**** TEKS DOKUMEN

Istilah pendidikan seumur hidup (long life integrated education) tidak dapat diganti dengan istilah-istilah lain sebab isi dan luasnya (scope-nya) tidak persis sama seperti istilah out of school education, continuing education, adult education, further education, rewirent education.
Lingkungan Pendidikan Formal
1. Pengertian Lingkungan Pendidikan Formal
Lingkungan pendidikan formal menurut Dinn Wahyudin (2007 : 3.9) adalah suatu satuan (unit) sosial atau lembaga sosial yang secara sengaja dibangun dengan kekhususan tugasnya untuk melaksanakan proses pendidikan. Dalam Undang – Undang Sistem Pendidikan Nasional No. 20 tahun 2003 Bab I Pasal 11 dijelaskan bahwasannya pendidikan formal adalah jalur pendidikan yang terstuktur dan berjenjang yang terdiri atas pendidikan dasar, pendidikan menengah, dan pendidikan tinggi.
2. Bentuk Pendidikan Formal
Pada jalur pendidikan formal pendidikan dasar berbentuk Sekolah Dasar dan Madrasah Ibtidaiyah serta Sekolah Menengah Pertama dan Madrasah Tsanawiyah. Jenjang pendidikan menengah berbentuk Sekolah Menengah Atas , Madrasah Aliyah, Sekolah Menengah Kejuruan dan Madrasah Aliyah Kejuruan. Sedangkan pendidikan tinggi berbentuk akademi, politeknik, sekolah tinggi, institut dan universitas.
3. Tujuan Pendidikan Formal
Pendidikan formal atau sekolah mempunyai tujuan pendidikan sesuai dengan jenjang bentuk dan jenisnya. Tujuan sekolah dapat ditemukan pada kurikulum sekolah yang bersangkutan. Tujuan sekolah umumnya adalah memberikan bekal kemampuan kepada peserta didik dalam mengembangkan kehidupannya (Wahyudin, 2007 : 3.9)
4. Karakteristik Pendidikan Formal
Adapun karakteristik pendidikan formal antara lain (a) lebih menekankan pengembangan intelektual; (b) peserta didik bersifat homogen; (c) isi pendidikan terprogram secara formal/kurikulumnya tertulis; (d) terstruktur, berjenjang dan bersinambungan; (e) waktu pendidikan terjadwal dan relatif lama; (f) cara pelaksanaan pendidikan bersifat formal dan artificial; (g) evaluasi pendidikan dilaksanakan secara sistematis; (h) credential harus ada dan penting (Wahyudin, 2007 : 3.11)

********
**** DATA TERSIMPAN

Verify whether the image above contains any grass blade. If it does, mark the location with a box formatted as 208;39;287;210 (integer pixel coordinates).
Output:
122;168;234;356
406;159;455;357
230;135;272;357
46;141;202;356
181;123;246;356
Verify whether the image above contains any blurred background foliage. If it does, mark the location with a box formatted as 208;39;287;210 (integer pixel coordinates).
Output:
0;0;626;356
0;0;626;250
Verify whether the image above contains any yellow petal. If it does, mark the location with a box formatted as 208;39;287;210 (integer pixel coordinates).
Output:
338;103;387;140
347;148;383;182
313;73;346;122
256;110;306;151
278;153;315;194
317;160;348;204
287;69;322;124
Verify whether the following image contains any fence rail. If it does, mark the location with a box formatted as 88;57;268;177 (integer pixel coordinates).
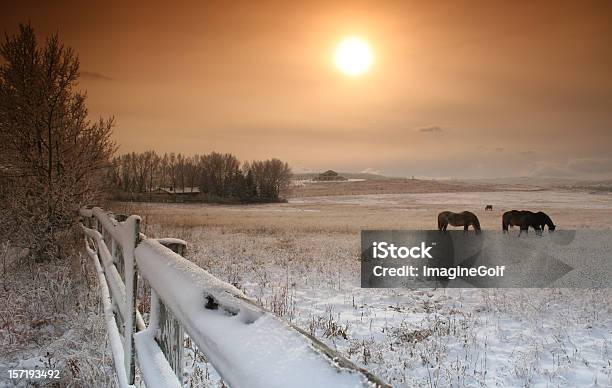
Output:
80;208;388;388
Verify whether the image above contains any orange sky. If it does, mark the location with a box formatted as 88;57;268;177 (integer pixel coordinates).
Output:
0;1;612;178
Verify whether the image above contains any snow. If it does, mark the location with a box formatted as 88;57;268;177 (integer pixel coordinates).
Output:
134;329;182;388
289;191;612;209
92;207;141;376
85;233;133;388
136;239;378;388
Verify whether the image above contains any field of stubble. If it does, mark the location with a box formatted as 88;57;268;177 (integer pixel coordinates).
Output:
114;191;612;387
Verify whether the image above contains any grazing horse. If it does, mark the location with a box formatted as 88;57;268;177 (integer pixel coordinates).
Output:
438;211;480;233
502;210;555;236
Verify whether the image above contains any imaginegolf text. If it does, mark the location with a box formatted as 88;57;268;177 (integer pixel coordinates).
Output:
372;265;506;280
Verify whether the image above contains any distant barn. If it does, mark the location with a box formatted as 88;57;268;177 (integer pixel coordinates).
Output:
152;187;200;196
313;170;348;181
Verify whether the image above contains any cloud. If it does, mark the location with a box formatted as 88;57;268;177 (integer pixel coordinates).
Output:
530;158;612;179
360;167;382;175
81;71;115;81
416;125;442;133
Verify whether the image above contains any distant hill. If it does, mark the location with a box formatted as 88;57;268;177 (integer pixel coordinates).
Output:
292;171;391;181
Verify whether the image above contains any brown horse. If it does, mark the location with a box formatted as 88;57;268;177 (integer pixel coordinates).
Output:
438;211;480;233
502;210;556;236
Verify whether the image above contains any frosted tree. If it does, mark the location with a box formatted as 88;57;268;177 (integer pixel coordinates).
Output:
0;25;115;260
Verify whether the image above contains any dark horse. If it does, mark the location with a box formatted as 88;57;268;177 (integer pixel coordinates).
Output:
502;210;555;236
438;211;480;233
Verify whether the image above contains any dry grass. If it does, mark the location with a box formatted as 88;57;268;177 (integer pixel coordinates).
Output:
288;178;525;198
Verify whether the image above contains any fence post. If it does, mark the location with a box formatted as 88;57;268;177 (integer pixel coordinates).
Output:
122;216;140;384
151;240;187;382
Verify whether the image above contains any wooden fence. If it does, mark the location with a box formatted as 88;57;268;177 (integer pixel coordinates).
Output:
80;208;388;387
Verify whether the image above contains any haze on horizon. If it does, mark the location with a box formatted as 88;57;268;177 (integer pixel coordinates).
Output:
0;1;612;179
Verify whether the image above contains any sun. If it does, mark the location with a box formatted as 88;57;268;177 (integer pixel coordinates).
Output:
335;37;374;76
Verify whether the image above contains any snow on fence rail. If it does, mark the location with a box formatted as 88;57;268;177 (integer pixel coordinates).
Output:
80;208;388;388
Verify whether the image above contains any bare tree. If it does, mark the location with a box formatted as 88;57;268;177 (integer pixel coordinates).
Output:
0;25;116;259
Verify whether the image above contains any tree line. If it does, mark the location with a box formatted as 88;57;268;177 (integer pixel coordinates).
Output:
108;151;291;202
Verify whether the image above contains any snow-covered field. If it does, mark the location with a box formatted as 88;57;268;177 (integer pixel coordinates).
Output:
131;191;612;387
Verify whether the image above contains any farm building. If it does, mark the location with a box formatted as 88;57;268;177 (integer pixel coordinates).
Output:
313;170;348;181
152;187;200;195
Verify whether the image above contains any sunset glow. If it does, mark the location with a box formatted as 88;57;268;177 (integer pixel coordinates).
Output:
335;37;374;76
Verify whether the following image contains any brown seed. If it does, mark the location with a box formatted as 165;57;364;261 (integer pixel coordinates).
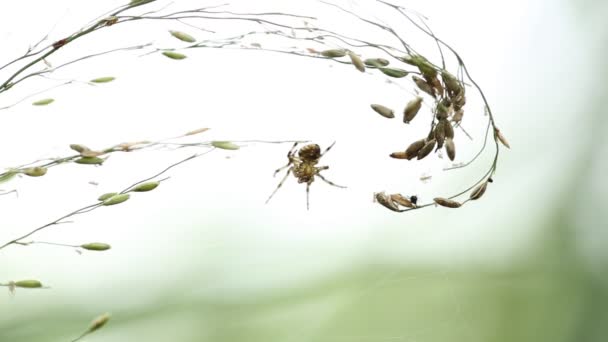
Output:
348;51;365;72
403;96;422;123
424;75;443;96
494;128;511;148
441;70;462;94
443;120;454;139
363;58;389;68
434;120;449;150
433;197;462;208
374;192;399;211
418;139;437;159
405;139;426;160
469;182;488;200
321;49;346;58
390;151;408;159
452;108;464;123
379;68;409;78
371;104;395;119
435;103;449;120
445;139;456;161
412;76;435;97
391;194;416;208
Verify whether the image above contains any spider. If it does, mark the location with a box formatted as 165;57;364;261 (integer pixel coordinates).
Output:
266;142;346;210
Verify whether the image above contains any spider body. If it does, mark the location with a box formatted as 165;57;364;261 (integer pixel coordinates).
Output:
266;142;345;209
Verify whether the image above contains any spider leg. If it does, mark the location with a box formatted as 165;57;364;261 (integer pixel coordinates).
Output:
317;171;346;189
273;142;298;177
319;141;336;159
306;181;312;210
266;168;291;204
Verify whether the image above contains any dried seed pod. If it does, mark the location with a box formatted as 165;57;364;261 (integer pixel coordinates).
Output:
405;139;426;160
435;102;449;120
163;51;188;60
86;313;111;334
445;139;456;161
494;128;511;148
453;91;467;111
391;194;416;208
403;96;422;123
348;51;365;72
433;120;449;150
390;151;408;159
32;99;55;106
443;120;454;139
169;30;196;43
371;104;395;119
74;157;105;165
433;197;462;208
374;192;399;211
378;68;409;78
22;166;47;177
0;170;19;184
441;70;462;95
89;76;116;83
398;55;430;67
103;194;131;206
412;76;435;97
321;49;346;58
469;182;488;200
70;144;90;153
80;150;105;158
211;141;240;150
80;242;112;252
452;108;464;123
12;279;42;289
131;182;160;192
416;61;437;79
97;192;118;202
363;58;389;68
418;139;437;160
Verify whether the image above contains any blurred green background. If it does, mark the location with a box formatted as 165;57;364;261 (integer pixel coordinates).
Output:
0;1;608;342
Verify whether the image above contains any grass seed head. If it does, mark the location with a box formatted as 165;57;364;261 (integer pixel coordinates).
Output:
23;166;48;177
433;197;462;208
371;104;395;119
379;68;409;78
403;96;422;123
103;194;131;206
391;194;416;208
321;49;346;58
348;51;365;72
74;157;105;165
418;139;437;160
163;51;188;60
80;242;112;252
97;192;118;202
405;139;426;160
363;58;389;68
13;279;42;289
412;76;436;97
445;138;456;161
131;182;160;192
469;182;488;200
211;141;240;150
169;30;196;43
374;192;399;211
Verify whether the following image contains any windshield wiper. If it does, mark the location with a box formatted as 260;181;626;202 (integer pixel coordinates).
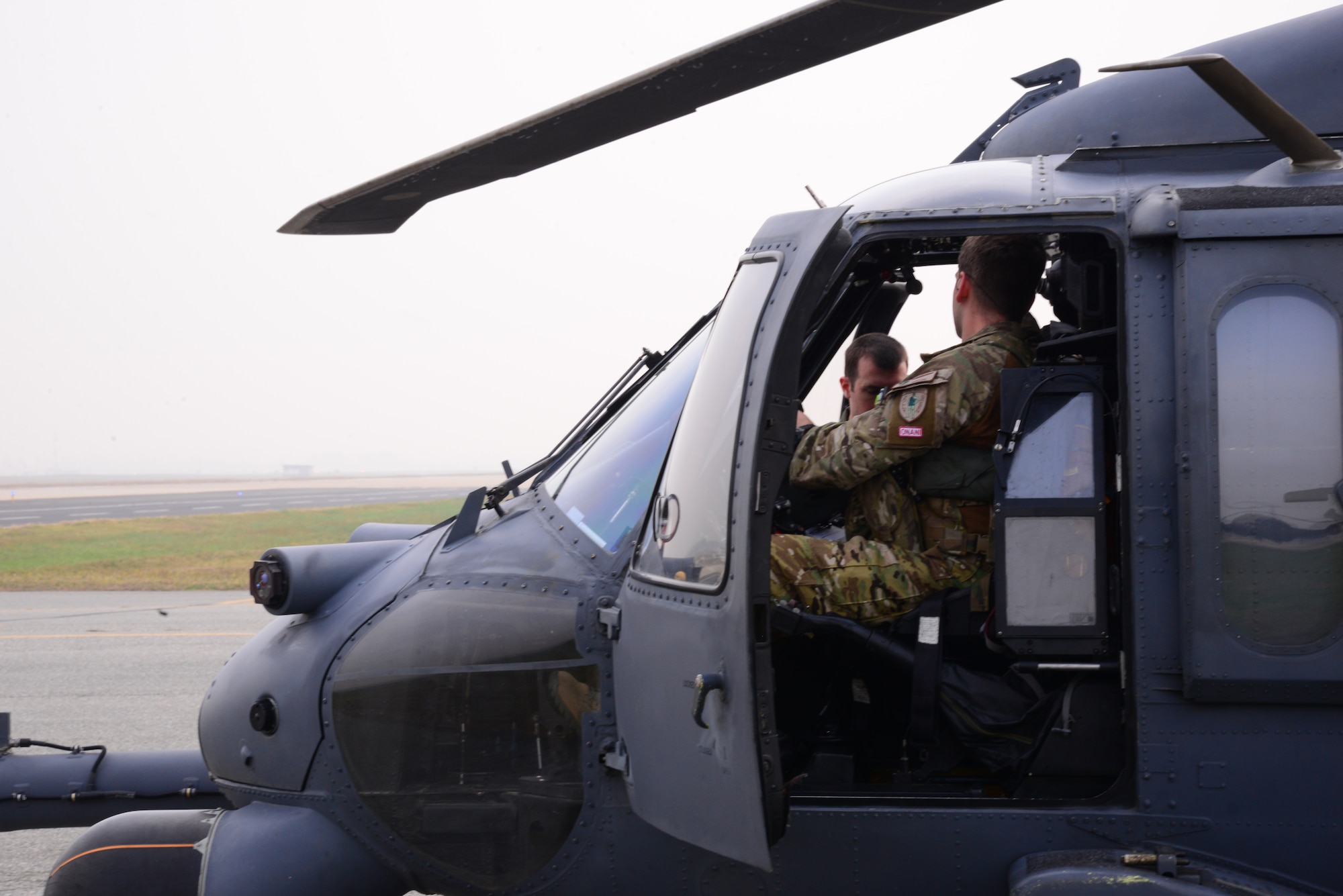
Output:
485;303;721;513
416;308;723;542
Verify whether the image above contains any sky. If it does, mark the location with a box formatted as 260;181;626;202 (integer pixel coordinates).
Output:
0;0;1331;476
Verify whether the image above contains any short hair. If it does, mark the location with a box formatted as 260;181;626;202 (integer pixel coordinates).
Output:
956;234;1045;321
843;333;907;383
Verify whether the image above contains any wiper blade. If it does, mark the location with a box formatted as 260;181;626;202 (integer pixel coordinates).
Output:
485;302;723;512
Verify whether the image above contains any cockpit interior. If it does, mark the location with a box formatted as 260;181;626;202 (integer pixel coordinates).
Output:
772;232;1131;805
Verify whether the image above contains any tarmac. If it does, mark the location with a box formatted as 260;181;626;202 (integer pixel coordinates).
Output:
0;475;502;528
0;591;273;896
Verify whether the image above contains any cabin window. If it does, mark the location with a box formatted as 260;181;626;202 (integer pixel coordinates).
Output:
1215;291;1343;646
635;258;779;590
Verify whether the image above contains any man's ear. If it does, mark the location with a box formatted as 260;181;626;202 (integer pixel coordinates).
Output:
951;271;971;305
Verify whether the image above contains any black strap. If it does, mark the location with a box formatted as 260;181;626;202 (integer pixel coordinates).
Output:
909;591;947;747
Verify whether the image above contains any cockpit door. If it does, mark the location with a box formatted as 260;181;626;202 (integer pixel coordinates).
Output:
612;208;846;869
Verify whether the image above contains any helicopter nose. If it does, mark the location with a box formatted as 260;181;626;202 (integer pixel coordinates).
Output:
43;802;411;896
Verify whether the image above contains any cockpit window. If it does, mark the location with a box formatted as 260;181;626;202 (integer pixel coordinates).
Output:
332;587;602;892
545;328;709;554
635;258;780;590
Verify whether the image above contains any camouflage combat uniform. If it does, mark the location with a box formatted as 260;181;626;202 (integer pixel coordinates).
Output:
770;317;1038;625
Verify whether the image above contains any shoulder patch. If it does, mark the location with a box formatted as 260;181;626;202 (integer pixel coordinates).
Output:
896;389;928;423
890;368;951;393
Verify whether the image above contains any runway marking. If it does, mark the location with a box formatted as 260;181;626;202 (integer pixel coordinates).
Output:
0;632;257;641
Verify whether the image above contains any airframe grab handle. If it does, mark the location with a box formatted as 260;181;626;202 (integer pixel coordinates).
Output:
690;673;728;728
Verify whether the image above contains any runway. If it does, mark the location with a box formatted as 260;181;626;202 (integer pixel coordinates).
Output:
0;488;470;528
0;591;274;896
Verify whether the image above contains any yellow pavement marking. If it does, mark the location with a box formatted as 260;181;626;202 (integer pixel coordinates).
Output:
0;632;257;641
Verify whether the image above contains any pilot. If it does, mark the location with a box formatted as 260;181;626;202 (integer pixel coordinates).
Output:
838;333;909;426
770;235;1045;625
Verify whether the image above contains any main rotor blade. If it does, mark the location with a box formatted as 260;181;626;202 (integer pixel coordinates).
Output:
279;0;997;234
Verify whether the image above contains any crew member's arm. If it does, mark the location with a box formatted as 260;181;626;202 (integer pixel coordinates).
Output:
788;354;994;489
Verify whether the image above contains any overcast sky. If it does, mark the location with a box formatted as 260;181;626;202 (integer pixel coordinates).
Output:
0;0;1331;476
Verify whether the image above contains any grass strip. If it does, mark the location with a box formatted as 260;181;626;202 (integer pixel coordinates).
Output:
0;499;462;591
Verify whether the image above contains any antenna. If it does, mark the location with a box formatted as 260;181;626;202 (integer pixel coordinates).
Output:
1101;52;1343;172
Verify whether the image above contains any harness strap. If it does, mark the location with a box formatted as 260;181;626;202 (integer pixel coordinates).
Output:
909;591;947;747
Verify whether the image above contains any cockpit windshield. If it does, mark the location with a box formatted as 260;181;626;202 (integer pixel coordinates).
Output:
545;328;710;554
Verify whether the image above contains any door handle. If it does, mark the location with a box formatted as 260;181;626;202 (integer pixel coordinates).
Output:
690;672;728;728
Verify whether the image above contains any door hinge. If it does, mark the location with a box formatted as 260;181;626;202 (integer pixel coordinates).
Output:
596;606;620;641
602;740;630;774
755;469;772;513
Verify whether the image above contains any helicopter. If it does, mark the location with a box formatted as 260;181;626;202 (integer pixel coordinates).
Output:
7;0;1343;896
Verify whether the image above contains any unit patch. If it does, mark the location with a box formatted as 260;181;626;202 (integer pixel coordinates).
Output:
896;389;928;424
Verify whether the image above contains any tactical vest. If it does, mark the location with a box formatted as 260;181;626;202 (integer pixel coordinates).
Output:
904;337;1033;504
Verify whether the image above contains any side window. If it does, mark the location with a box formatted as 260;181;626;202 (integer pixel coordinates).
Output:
1215;291;1343;646
635;258;779;590
545;328;709;552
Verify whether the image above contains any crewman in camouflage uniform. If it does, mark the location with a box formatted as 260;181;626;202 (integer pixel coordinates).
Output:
770;236;1045;625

********

SOAL A
Ringkaslah teks tentang pendidikan formal di atas dalam dua kalimat.
SOAL B
Tuliskan lanjutan teks tentang pendidikan formal, dimulai setelah kalimat terakhirnya.

JAWABAN TERTULIS A
Lingkungan pendidikan formal adalah satuan atau lembaga sosial yang sengaja dibangun untuk melaksanakan proses pendidikan, yakni jalur terstruktur dan berjenjang yang terdiri atas pendidikan dasar, menengah, dan tinggi, masing-masing dengan bentuknya sendiri seperti Sekolah Dasar, Madrasah Aliyah, atau universitas. Tujuannya umumnya memberi bekal kemampuan kepada peserta didik untuk mengembangkan kehidupannya, dan cirinya antara lain menekankan pengembangan intelektual, memiliki kurikulum tertulis, berjadwal, dievaluasi secara sistematis, serta mensyaratkan credential.

JAWABAN TERTULIS B
Pendidikan formal adalah jalur pendidikan yang terstruktur dan berjenjang yang terdiri dari pendidikan anak usia dini, pendidikan dasar, pendidikan menengah, dan pendidikan perguruan tinggi. Pendidikan formal terdiri dari pendidikan formal negeri dan pendidikan formal berstatus swasta. Adapun tujuan dari diselenggarakannya pendidikan formal adalah sebagai berikut:
a.       Membantu lingkungan keluarga untuk mendidik dan mengajar, memperbaiki, memperluas pengetahuan, dan tingkah laku peserta didik yang dibawa dari keluarga serta membantu pengembangan bakat.
b.      Mengembangkan keperibadian peserta didik lewat kurikulum agar;
-          Peserta didik dapat bergaul dengan lingkungan sekolahnya.
-          Mempersiapkan peserta didik terjun di masyarakat berdasarkan norma yang berlaku.
c.       Membentuk dasar atau pondasi cara- cara/pola berpikir yang sistematis dan konseptual secara konsisten dan terarah.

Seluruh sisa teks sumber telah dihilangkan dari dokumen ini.